(Images for object localization)
----------

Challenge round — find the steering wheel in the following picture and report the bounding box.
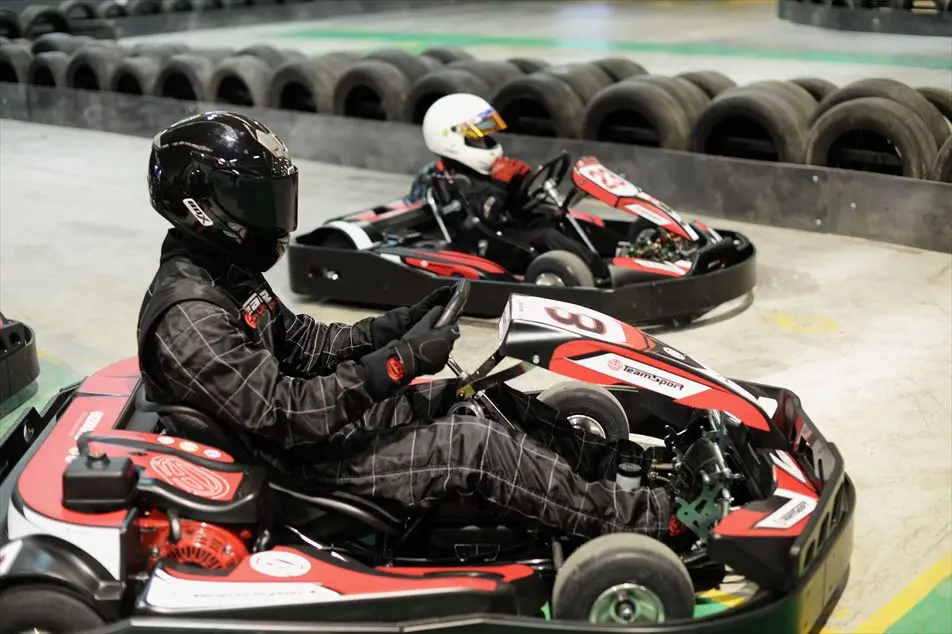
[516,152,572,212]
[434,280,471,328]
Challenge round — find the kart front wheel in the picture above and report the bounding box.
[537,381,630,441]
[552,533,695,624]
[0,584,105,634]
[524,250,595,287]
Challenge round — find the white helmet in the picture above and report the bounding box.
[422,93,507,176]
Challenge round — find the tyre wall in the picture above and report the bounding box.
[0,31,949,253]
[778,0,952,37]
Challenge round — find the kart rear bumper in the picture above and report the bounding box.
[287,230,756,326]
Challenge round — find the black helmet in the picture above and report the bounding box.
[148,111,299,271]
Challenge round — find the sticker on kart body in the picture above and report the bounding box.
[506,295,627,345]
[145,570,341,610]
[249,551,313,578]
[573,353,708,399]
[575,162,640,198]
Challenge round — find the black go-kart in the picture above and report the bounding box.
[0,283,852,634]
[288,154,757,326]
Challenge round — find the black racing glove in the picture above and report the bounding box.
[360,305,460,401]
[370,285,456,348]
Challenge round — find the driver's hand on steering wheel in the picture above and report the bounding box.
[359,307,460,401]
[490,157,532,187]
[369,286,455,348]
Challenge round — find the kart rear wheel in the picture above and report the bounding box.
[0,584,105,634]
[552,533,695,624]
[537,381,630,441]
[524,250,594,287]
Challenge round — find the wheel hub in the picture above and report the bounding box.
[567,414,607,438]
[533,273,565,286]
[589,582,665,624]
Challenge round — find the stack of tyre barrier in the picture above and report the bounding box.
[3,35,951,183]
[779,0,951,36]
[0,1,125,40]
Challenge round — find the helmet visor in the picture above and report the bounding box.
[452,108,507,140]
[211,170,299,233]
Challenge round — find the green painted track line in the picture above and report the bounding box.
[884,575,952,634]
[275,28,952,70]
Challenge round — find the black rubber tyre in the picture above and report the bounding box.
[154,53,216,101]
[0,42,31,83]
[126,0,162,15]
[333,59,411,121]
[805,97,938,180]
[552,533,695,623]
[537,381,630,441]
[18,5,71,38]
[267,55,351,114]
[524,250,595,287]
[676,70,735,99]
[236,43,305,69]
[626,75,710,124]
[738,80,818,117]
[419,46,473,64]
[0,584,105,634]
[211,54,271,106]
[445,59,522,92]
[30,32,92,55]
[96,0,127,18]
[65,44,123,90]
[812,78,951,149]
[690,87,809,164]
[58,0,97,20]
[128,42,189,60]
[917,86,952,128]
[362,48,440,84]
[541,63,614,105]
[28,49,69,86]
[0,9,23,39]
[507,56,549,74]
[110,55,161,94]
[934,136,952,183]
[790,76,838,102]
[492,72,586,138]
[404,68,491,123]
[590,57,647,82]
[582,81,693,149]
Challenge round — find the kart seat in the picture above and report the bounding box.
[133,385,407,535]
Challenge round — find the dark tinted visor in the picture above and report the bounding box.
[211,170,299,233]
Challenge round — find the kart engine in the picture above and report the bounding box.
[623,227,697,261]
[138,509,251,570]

----------

**Brief:**
Could you repeat every entry above exactly, with each picture omitted?

**Response area:**
Challenge round — find the steering wheel in the following picture and report the bounding box.
[516,152,572,212]
[434,280,471,328]
Challenge round — find the kart front wheel in the picture above and report the bounding box.
[537,381,630,441]
[552,533,695,624]
[0,584,105,634]
[524,250,595,287]
Challenge round — find the white helmet in the picture above and report the bounding box.
[422,93,507,176]
Challenge round — find the tyre wall in the picture above and report the bounding box.
[0,31,949,253]
[778,0,952,37]
Challenge round — find the kart rear bumper in the picture above and report the bounding box.
[287,230,756,326]
Challenge round — find the black helmet in the picture above and report the bounding box.
[148,111,299,271]
Challenge round — find the sticker on kart body in the picture above and report the bounding box.
[506,295,627,345]
[145,570,341,610]
[249,551,313,578]
[573,353,708,399]
[575,162,640,198]
Challenge round — find the black go-kart in the picture above and report the bounding box.
[0,283,852,634]
[288,154,757,326]
Challenge round — find the black racing glove in the picture above and report the bounding box.
[360,305,460,401]
[370,285,456,348]
Challenge round — find the driver's hand on steering wheel in the picture above and report the bounding box.
[359,307,460,401]
[490,157,532,187]
[369,286,455,348]
Challenge round — find the kart rear wheel in the picture above and report the bounding box.
[0,584,105,634]
[552,533,695,624]
[537,381,630,441]
[524,250,594,287]
Challenge round — find the wheel hub in the picture above and report the bounding box.
[567,414,607,438]
[533,273,565,286]
[589,582,665,624]
Challenge round — find the stack of tyre barrier in the picture above and report the bounding box.
[3,35,951,183]
[779,0,951,36]
[0,1,125,40]
Challenge round — find the helmet visor in the picture above and report the bounding box.
[452,108,507,140]
[211,170,299,233]
Challenge round — find the green painted track line in the picture above and report the bounding box.
[884,575,952,634]
[275,28,952,70]
Challenge round — find the black rubber tyre in the picture above and report the bounding box.
[154,53,216,101]
[0,42,31,83]
[126,0,162,15]
[333,59,411,121]
[805,97,938,180]
[552,533,695,623]
[537,381,630,441]
[18,5,71,38]
[267,55,351,114]
[524,250,595,287]
[676,70,735,99]
[236,43,305,69]
[626,75,710,124]
[738,80,818,117]
[419,46,473,64]
[0,584,105,634]
[211,54,271,106]
[445,59,522,92]
[30,32,92,55]
[96,0,127,18]
[65,44,123,90]
[812,78,951,149]
[690,87,809,164]
[58,0,97,20]
[128,42,189,60]
[917,86,952,128]
[362,48,440,84]
[541,63,614,105]
[28,49,69,86]
[0,9,23,39]
[507,56,549,74]
[110,55,161,94]
[934,136,952,183]
[790,76,838,102]
[492,72,586,138]
[404,68,491,123]
[590,57,647,82]
[582,81,693,149]
Challenge round — find the kart seat in the picture above and report the bounding box.
[133,385,407,535]
Challenge round — find the dark tinted visor in the picture above and report the bounding box.
[211,170,299,233]
Challenge round — find the kart engine in the picture above and report the bounding box.
[623,227,697,261]
[138,509,251,570]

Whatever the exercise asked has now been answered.